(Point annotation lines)
%%
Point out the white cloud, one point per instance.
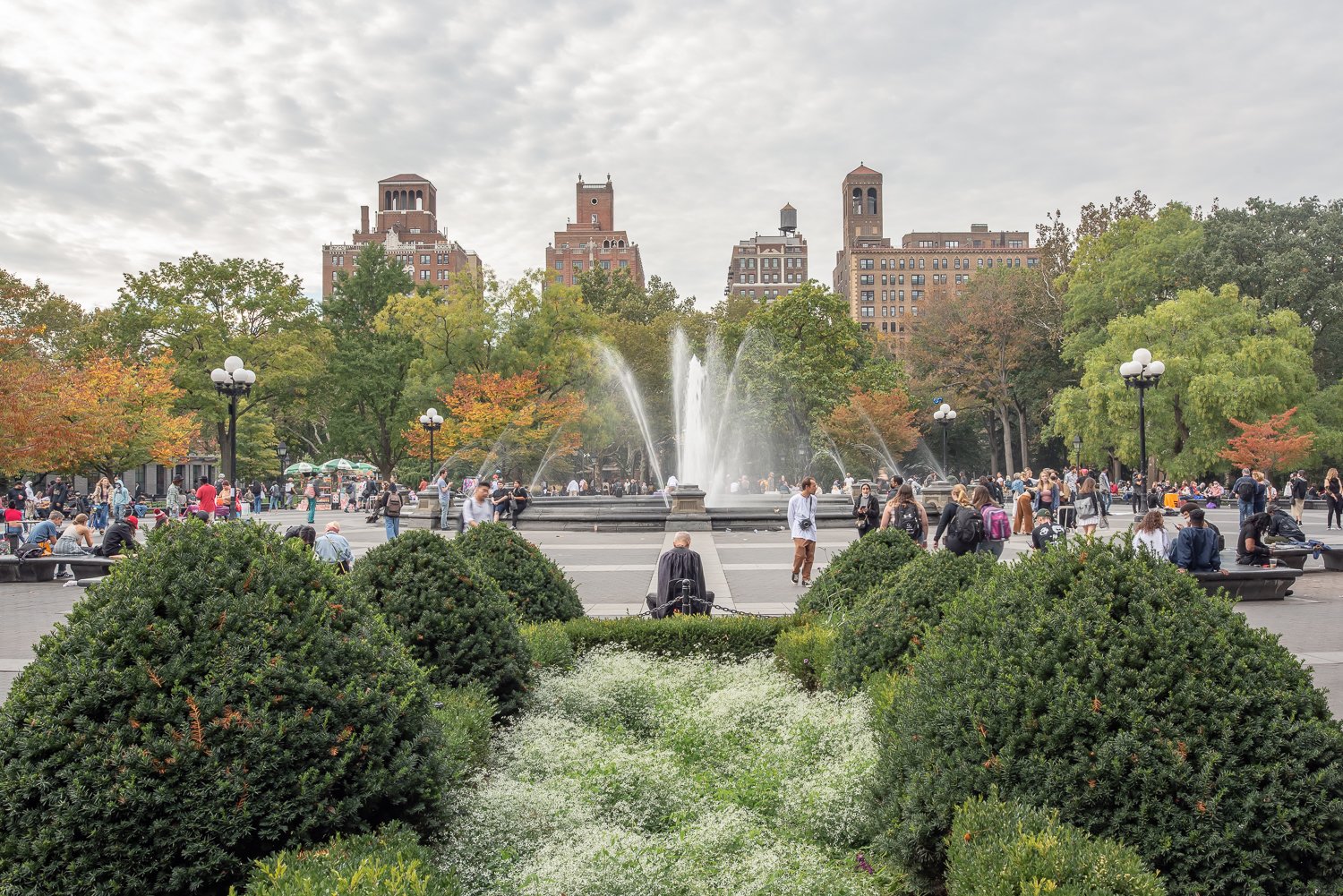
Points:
(131, 134)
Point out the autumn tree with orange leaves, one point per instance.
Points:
(1272, 445)
(505, 421)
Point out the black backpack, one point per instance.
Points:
(907, 519)
(969, 525)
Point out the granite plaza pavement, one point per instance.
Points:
(748, 571)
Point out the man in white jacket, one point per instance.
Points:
(802, 525)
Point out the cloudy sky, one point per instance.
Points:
(134, 133)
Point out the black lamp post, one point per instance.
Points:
(1142, 373)
(945, 418)
(233, 379)
(432, 422)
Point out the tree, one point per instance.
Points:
(1133, 265)
(203, 311)
(370, 370)
(1288, 257)
(1270, 445)
(1225, 357)
(505, 418)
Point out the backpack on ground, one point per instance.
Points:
(967, 525)
(907, 519)
(997, 525)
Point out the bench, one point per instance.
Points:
(1251, 584)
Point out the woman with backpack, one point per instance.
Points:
(1334, 498)
(902, 512)
(956, 525)
(867, 511)
(1088, 507)
(997, 525)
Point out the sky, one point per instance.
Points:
(139, 133)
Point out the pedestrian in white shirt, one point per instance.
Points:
(802, 525)
(477, 508)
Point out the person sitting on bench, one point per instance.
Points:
(1249, 544)
(680, 582)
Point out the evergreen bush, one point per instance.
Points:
(532, 582)
(856, 570)
(449, 613)
(682, 636)
(888, 627)
(1114, 688)
(1006, 849)
(211, 703)
(389, 863)
(548, 645)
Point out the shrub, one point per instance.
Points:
(210, 703)
(805, 653)
(1006, 849)
(451, 616)
(548, 645)
(884, 630)
(682, 636)
(464, 718)
(532, 582)
(1115, 688)
(389, 863)
(856, 570)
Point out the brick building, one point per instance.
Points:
(886, 285)
(407, 226)
(770, 266)
(590, 241)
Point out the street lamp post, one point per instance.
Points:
(945, 416)
(432, 422)
(1142, 373)
(233, 379)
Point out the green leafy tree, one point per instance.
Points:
(1287, 255)
(1225, 357)
(1133, 265)
(368, 387)
(204, 311)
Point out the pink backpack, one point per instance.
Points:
(997, 525)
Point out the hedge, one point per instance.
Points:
(1114, 688)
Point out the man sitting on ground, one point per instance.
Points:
(1195, 546)
(680, 570)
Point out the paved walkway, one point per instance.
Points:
(748, 571)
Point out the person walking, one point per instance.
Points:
(802, 525)
(1151, 535)
(1332, 499)
(1088, 507)
(956, 514)
(389, 504)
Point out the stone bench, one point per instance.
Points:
(1251, 584)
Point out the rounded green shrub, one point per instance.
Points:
(211, 702)
(532, 582)
(389, 863)
(1116, 689)
(883, 632)
(857, 568)
(1005, 849)
(451, 617)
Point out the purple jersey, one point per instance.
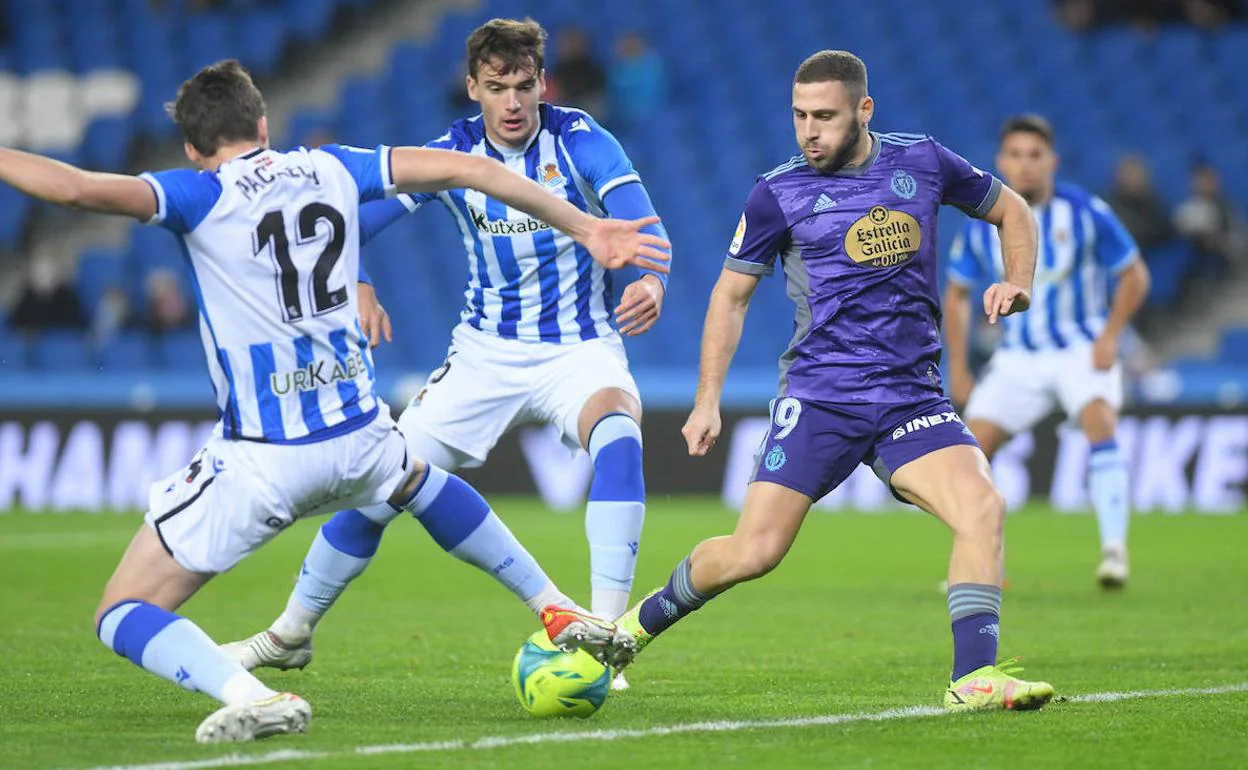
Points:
(859, 251)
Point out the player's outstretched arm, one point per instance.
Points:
(721, 332)
(64, 185)
(612, 242)
(1018, 238)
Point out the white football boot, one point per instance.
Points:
(282, 713)
(266, 649)
(1112, 572)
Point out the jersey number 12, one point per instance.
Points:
(272, 230)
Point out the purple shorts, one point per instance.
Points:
(813, 447)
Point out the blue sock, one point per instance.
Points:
(615, 512)
(673, 602)
(174, 648)
(342, 549)
(461, 522)
(975, 612)
(1110, 489)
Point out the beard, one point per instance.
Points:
(844, 151)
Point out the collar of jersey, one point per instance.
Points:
(866, 165)
(513, 152)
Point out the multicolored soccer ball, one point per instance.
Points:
(553, 683)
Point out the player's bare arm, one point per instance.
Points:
(1127, 300)
(1017, 227)
(373, 318)
(640, 306)
(957, 323)
(721, 332)
(65, 185)
(612, 242)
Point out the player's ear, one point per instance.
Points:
(192, 155)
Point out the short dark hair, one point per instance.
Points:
(517, 45)
(219, 105)
(839, 66)
(1028, 122)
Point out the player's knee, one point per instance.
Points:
(615, 448)
(982, 514)
(109, 605)
(755, 557)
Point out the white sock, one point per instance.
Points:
(1110, 489)
(177, 650)
(614, 513)
(609, 603)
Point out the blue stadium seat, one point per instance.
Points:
(106, 144)
(260, 36)
(59, 351)
(209, 39)
(97, 270)
(1170, 266)
(180, 351)
(129, 351)
(1233, 347)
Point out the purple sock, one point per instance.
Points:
(675, 600)
(975, 612)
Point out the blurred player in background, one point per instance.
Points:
(272, 242)
(1065, 351)
(536, 342)
(853, 220)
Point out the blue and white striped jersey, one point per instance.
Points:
(272, 245)
(526, 280)
(1081, 243)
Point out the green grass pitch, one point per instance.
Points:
(853, 623)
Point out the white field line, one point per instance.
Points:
(567, 736)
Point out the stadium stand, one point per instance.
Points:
(935, 68)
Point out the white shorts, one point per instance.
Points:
(235, 496)
(488, 385)
(1020, 388)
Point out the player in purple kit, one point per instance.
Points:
(853, 220)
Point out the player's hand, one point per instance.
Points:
(640, 306)
(1105, 352)
(961, 382)
(702, 429)
(373, 318)
(1004, 300)
(618, 242)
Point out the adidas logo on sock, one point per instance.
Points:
(669, 608)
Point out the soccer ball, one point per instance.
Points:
(553, 683)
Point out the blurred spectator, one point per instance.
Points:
(46, 300)
(1209, 14)
(1208, 220)
(1137, 204)
(578, 77)
(638, 80)
(167, 307)
(110, 316)
(1078, 15)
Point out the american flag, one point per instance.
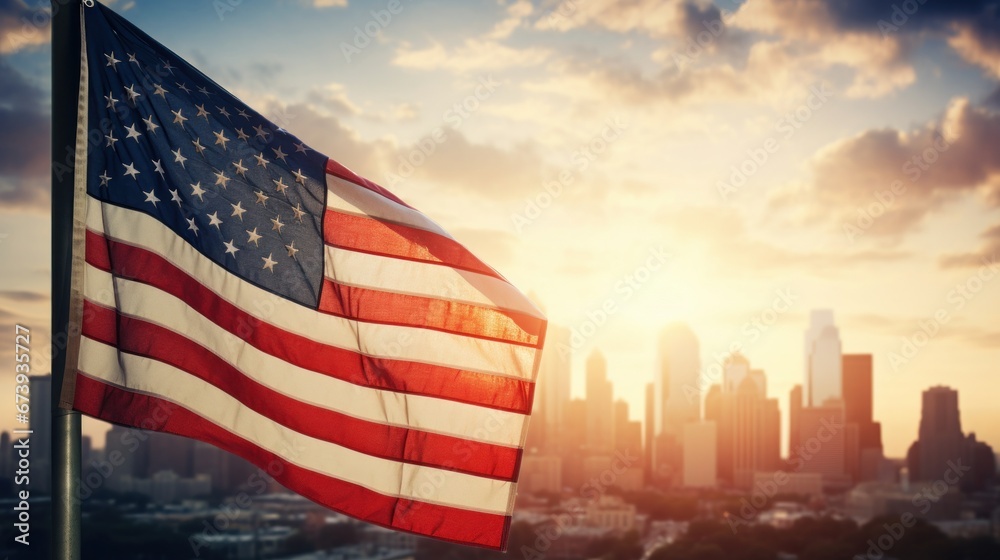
%%
■ WHAT TO DO: List every line above that contains the word "soccer", treating uppercase and lowercase as different.

■ RESULT OF THE EXERCISE:
Point out the multicolored soccer ball, one point per instance.
Point out the soccer ball, one point per instance.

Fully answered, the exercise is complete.